══ EXTRACTED ENTRIES ══
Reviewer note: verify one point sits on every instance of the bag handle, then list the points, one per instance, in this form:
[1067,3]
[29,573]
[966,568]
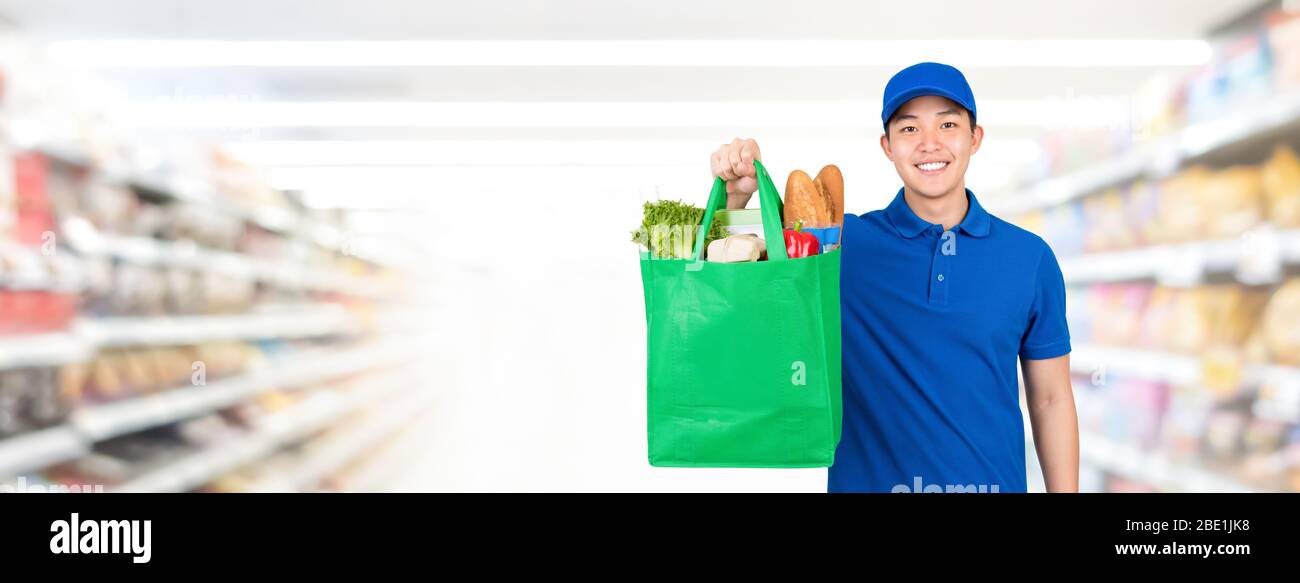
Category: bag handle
[770,206]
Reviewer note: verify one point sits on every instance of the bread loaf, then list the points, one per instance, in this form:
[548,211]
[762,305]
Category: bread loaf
[830,181]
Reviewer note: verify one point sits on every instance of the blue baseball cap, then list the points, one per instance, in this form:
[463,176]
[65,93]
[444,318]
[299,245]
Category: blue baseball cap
[926,78]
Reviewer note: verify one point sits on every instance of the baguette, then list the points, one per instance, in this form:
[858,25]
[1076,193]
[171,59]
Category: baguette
[831,182]
[805,201]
═══
### [PROBLEM TO SOLVE]
What lines above contain "Reviewer"? Copy them out.

### [WRITTEN SOLUTION]
Reviewer note: verify one point sits on every instance of the bag handle, then list the points, one per instance, in this form:
Reviewer note: verify one point sits on every instance of the bread loaf, then list the points, one per instance, in this form:
Reviewer note: verify one point sits on every instance of the blue baseball cap, then list the points, one per instance, in this form:
Reviewer note: verify one point sits on every instance of the baguette, then list the points, one per instance, in this form:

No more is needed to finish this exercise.